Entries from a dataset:
━━━━━━━━

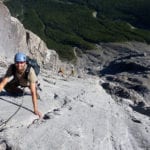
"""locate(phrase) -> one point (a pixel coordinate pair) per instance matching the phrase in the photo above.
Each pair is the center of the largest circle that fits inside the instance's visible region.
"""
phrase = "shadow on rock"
(141, 109)
(123, 66)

━━━━━━━━

### Problem requirements
Format every entry above as a two-column CSV with the headers input and output, one row per entry. Put the entry's text in input and its answer in output, each as a single quoted field with line breaks replaced by spaces, and leave out the pictures.

### Result below
input,output
"""""""locate(phrase) -> one point (a pixel coordinate pair) per instance matching the phrase in the photo above. Each pair is the center of the largest circle that fits inside the instance's visible region. """""" phrase = ""shadow on rock""","(141, 109) (123, 66)"